- _文書抜粋_

説明

ポリウレタン発泡体及びその製造方法

【課題】塩化メチレン等のPRTR対象物質や、添加量を多くしなければ効果が低いポリエチレンパウダーを添加することなく、ポリウレタン発泡体の製造時の発熱を効果的に抑えることができるポリウレタン発泡体及びその製造方法を提供する。
【解決手段】ポリオール成分とイソシアネート成分を混合撹拌して発泡させることにより得られるポリウレタン発泡体において、前記ポリオール成分中の発泡剤として水を用い、前記ポリオール成分及び前記イソシアネート成分の少なくとも一方に含水熱可塑性合成樹脂粒子を添加し、発泡後の前記ポリウレタン発泡体中に、前記含水熱可塑性合成樹脂粒子から水が蒸発して形成された連通気孔の熱可塑性合成樹脂多孔質粒子が存在する構成とした。

【発明の詳細な説明】
【技術分野】
【0001】
本発明は、ポリウレタン発泡体及びその製造方法に関し、特には発泡剤として水を使用する場合に、発泡時の発熱を抑えることのできるポリウレタン発泡体及びその製造方法に関する。
【背景技術】
【0002】
ポリウレタン発泡体の製造は、ポリオール成分とイソシアネート成分を混合撹拌して発泡させることにより行われる。前記ポリオール成分には少なくともポリオールと発泡剤が含まれ、また、前記イソシアネート成分はポリイソシアネートで構成され、前記混合撹拌によるポリオールとポリイソシアネートの反応によって発泡し、発泡体を形成する。
【0003】
通常、ポリウレタン発泡体は、製造時の発熱温度が高く、特に前記発泡剤として水を用いる場合には、発熱温度が170℃以上になって自己発火する可能性がある。また、前記高い発熱温度によって発泡体内が焼けて黄色になる現象(スコーチ)が発生し易く、その場合、ポリウレタン発泡体の用途、例えば衣料用の場合などによっては製品価値が損なわれることがある。
【0004】
従来、ポリウレタン発泡体の製造時における発熱温度を抑える方法として、ポリウレタン発泡体の原料に塩化メチレンや炭酸ガスを添加することが提案されている。また、ポリエチレンパウダーを添加することも提案されている。
【0005】
しかし、塩化メチレンを添加する方法は、塩化メチレン自体がPRTR(環境汚染物質排出移動登録)対象物質であり、今後削減が必要なため、好ましい方法とは言い難い。また炭酸ガスを添加する方法は、炭酸ガスを使用するために専用の発泡設備が必要となり、コストが嵩む問題がある。それに対し、ポリエチレンパウダーを添加する方法は、ポリエチレンパウダーの吸熱量が198J/g程度であってそれほど多くないため、ポリウレタン発泡体の製造時の発熱を発火の生じにくい安全範囲に抑えようとすると、ポリエチレンパウダーの添加量を多くしなければならず、その場合にはポリウレタン発泡体の物理特性に悪影響を与えたり、発泡自体が不可能になることがある。

- _記述課題 A_
記録のうち、「of the ceiling」を含む行から記録の最後の行までを、その両端も含めて一字も変えずに書き写してください。

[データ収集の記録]
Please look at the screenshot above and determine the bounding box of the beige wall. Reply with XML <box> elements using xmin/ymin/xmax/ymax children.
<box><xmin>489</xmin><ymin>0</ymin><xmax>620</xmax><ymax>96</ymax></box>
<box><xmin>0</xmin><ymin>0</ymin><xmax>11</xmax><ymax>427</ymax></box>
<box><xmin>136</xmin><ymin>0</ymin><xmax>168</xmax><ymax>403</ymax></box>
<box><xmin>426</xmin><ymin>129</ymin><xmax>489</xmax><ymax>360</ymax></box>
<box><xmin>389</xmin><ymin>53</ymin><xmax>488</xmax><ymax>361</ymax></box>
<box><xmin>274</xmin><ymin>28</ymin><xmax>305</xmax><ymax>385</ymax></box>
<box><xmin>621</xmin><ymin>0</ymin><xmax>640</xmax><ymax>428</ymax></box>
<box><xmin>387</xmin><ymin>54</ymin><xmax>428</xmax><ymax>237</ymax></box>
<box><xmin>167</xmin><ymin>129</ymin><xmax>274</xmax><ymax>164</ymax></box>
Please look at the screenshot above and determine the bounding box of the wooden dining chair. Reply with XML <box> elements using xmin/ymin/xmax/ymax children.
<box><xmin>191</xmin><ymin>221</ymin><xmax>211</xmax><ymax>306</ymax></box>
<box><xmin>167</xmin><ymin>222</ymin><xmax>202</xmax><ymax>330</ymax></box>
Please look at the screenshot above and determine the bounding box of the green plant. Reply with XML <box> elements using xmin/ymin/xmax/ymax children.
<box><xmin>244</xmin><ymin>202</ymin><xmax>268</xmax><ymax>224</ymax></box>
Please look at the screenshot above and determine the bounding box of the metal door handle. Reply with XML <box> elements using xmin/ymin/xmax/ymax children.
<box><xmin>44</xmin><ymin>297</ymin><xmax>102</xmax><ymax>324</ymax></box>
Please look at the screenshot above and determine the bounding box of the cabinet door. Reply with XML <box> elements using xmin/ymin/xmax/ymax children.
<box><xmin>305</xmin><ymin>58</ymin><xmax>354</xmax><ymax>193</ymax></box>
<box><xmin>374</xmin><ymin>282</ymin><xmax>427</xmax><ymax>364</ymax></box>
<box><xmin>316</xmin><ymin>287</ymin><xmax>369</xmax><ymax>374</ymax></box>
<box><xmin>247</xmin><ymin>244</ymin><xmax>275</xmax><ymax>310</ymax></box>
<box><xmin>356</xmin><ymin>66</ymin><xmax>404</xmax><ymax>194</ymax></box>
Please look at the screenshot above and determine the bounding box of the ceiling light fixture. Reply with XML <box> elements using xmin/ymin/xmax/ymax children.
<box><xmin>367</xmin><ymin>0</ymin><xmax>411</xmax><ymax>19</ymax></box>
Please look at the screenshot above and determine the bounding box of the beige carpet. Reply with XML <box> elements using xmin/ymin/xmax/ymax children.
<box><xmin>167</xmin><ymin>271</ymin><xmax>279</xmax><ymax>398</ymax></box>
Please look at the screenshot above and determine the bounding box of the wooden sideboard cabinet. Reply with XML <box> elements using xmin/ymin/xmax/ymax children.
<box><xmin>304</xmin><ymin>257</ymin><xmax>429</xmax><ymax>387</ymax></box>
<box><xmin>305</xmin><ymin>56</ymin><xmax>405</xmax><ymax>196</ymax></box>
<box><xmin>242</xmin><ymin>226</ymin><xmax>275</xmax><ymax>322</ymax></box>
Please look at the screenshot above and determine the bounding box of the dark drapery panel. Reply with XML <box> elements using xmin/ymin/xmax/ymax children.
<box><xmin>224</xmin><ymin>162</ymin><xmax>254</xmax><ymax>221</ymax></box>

- _記述課題 B_
ポリウレタン発泡体に関する文書で、製造時の発熱温度を抑えるために従来提案されてきた添加物をすべて挙げてください。

- _記述解答 A_
Please look at the screenshot above and determine the bounding box of the ceiling light fixture. Reply with XML <box> elements using xmin/ymin/xmax/ymax children.
<box><xmin>367</xmin><ymin>0</ymin><xmax>411</xmax><ymax>19</ymax></box>
Please look at the screenshot above and determine the bounding box of the beige carpet. Reply with XML <box> elements using xmin/ymin/xmax/ymax children.
<box><xmin>167</xmin><ymin>271</ymin><xmax>279</xmax><ymax>398</ymax></box>
Please look at the screenshot above and determine the bounding box of the wooden sideboard cabinet. Reply with XML <box> elements using xmin/ymin/xmax/ymax children.
<box><xmin>304</xmin><ymin>257</ymin><xmax>429</xmax><ymax>387</ymax></box>
<box><xmin>305</xmin><ymin>56</ymin><xmax>405</xmax><ymax>196</ymax></box>
<box><xmin>242</xmin><ymin>226</ymin><xmax>275</xmax><ymax>322</ymax></box>
Please look at the screenshot above and determine the bounding box of the dark drapery panel. Reply with XML <box> elements using xmin/ymin/xmax/ymax children.
<box><xmin>224</xmin><ymin>162</ymin><xmax>254</xmax><ymax>221</ymax></box>

- _記述解答 B_
塩化メチレン、炭酸ガス、ポリエチレンパウダー